### EXERCISE REQUIREMENTS
1. Update the passage on health insurance from "Another assessment, published" up to and including "for colon cancer.", putting "colorectal cancer" in place of "colon cancer".
2. How would the passage on health insurance go on after its last sentence? Write that continuation.

### TEXT UNDER STUDY
------------

And as noted in a 2003 study by the Institute of Medicine, insurance status, more than any other demographic or economic factor, determines the timeliness and quality of health care, if it is received at all.

It doesn’t require an advanced degree to figure out what limited access to a doctor can do to people’s health. A review of studies published this week in Annals of Internal Medicine reported that health insurance substantially raises people’s chances of survival. It improves the diagnosis and treatment of high blood pressure, significantly cutting mortality rates. It reduces death rates from breast cancer and trauma. Over all, the review concluded that health insurance reduces the chance of dying among adults 18 to 64 years old by between 3 and 29 percent.

Another assessment, published last week in The New England Journal of Medicine, found that access to health insurance increases screenings for cholesterol and cancer, raises the number of patients taking needed diabetes medication, reduces depression, and raises the number of low-income Americans who get timely surgery for colon cancer.

It said that expansions in three states of Medicaid, the federal health insurance for the poor whose rolls Republicans are prepared to trim by 15 million over a decade, were found to reduce mortality by 6 percent over five years, mostly by increasing low-income Americans’ access to treatment for things like H.I.V., heart disease, cancer and infections.

I understand, senators, that this sort of analysis may not sway all of you. I’m aware of the view on the rightmost end of the political spectrum that ensuring people’s well-being, which I assume includes their health, is a matter of personal responsibility and not the government’s job.

------------

Source data
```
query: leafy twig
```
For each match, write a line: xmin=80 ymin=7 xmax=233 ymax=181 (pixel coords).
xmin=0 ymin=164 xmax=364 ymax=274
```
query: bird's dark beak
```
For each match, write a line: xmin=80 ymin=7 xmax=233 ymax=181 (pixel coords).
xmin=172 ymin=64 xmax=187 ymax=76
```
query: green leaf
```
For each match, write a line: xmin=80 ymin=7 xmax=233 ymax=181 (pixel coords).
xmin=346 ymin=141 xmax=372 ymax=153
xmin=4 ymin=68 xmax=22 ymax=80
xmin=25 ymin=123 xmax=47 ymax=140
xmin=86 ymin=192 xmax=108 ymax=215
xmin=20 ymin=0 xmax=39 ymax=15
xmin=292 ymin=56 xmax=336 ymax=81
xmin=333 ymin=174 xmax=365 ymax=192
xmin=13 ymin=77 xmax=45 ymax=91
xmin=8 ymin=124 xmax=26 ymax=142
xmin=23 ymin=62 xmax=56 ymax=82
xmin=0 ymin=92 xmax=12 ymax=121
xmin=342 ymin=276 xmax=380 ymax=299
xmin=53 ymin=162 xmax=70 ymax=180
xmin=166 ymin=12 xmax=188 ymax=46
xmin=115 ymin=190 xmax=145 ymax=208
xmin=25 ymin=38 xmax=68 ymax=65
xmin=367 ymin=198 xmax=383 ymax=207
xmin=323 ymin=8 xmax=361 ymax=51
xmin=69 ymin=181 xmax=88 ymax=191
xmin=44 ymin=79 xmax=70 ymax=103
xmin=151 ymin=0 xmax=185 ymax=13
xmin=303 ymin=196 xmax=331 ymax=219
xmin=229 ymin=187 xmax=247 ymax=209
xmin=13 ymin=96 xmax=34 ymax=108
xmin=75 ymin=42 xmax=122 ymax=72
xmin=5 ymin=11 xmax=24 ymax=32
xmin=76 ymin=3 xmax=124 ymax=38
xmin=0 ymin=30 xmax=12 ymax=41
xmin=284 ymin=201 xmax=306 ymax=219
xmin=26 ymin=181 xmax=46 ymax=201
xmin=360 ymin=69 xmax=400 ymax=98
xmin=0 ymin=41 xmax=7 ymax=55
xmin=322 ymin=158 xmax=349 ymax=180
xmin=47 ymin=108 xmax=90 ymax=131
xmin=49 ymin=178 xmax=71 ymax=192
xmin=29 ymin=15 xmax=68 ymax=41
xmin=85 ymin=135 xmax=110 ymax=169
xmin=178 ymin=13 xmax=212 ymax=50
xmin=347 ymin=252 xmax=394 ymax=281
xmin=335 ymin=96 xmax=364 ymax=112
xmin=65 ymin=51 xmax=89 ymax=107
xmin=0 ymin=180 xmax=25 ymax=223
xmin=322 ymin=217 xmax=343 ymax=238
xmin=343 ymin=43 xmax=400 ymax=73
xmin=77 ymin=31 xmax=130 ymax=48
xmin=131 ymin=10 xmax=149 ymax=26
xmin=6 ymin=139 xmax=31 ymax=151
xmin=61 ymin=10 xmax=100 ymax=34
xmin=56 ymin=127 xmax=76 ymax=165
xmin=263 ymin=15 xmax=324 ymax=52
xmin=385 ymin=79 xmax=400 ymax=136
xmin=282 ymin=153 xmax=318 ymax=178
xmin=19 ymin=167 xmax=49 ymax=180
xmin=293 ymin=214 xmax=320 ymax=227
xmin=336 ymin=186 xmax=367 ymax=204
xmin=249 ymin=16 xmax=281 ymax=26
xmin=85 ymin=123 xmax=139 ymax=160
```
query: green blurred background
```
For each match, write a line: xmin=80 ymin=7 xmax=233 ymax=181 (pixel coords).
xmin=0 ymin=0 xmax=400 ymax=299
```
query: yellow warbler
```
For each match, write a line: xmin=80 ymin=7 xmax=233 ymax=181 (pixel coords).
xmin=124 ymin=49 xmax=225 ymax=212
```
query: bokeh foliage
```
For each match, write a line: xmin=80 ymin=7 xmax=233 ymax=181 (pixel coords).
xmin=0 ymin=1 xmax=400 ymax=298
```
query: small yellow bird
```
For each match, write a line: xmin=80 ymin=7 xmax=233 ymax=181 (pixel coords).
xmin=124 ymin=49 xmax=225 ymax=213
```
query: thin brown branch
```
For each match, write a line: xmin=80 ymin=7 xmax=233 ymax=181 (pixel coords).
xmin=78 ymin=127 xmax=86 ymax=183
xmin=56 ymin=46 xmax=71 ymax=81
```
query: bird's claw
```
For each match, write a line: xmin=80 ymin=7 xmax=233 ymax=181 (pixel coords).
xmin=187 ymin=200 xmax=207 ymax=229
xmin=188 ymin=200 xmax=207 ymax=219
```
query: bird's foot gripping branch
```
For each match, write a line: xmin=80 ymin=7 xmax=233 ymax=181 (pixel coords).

------------

### EXERCISE ANSWERS
1.
Another assessment, published last week in The New England Journal of Medicine, found that access to health insurance increases screenings for cholesterol and cancer, raises the number of patients taking needed diabetes medication, reduces depression, and raises the number of low-income Americans who get timely surgery for colorectal cancer.

2.
Yet there is a solid economic argument for protecting your fellow citizens’ access to health care that does not rely on arguments from empathy, charity or the like. A sickly, poorly insured population can be expensive.

As noted by a study from the Joint Center for Political and Economic Studies, poor health and limited access to health care not only raise the cost of providing such care but also reduce productivity, eat into wages, increase absenteeism, weigh on tax revenues and generally lower the nation’s quality of life.

The study, which focused on the disadvantages of African-Americans, Latinos and Asians, added up the costs of inequalities in health and premature death between 2003 and 2006 and came up with a price tag of $1.24 trillion.

The good news, senators, is that solving these inequities needn’t be particularly expensive. The analysis relayed in The New England Journal of Medicine suggested that each additional life saved by expanding Medicaid costs $327,000 to $867,000. That is much cheaper than other public interventions, such as workplace safety and environmental regulations, which achieve a similar reduction in mortality for each $7.6 million spent on compliance.

Even better: Instead of taking away the health insurance of more than 20 million Americans, what if you could offer nearly universal access and still make that work within your broader agenda?

In 2015, according to the Organization for Economic Cooperation and Development, the United States government spent 8.4 percent of its gross domestic product to pay for health care for about half of all Americans, including Medicare, Medicaid and subsidies under the Affordable Care Act. That year, Britain spent 7.7 percent to cover virtually all of its citizens. Finland, Canada and Italy spent even less.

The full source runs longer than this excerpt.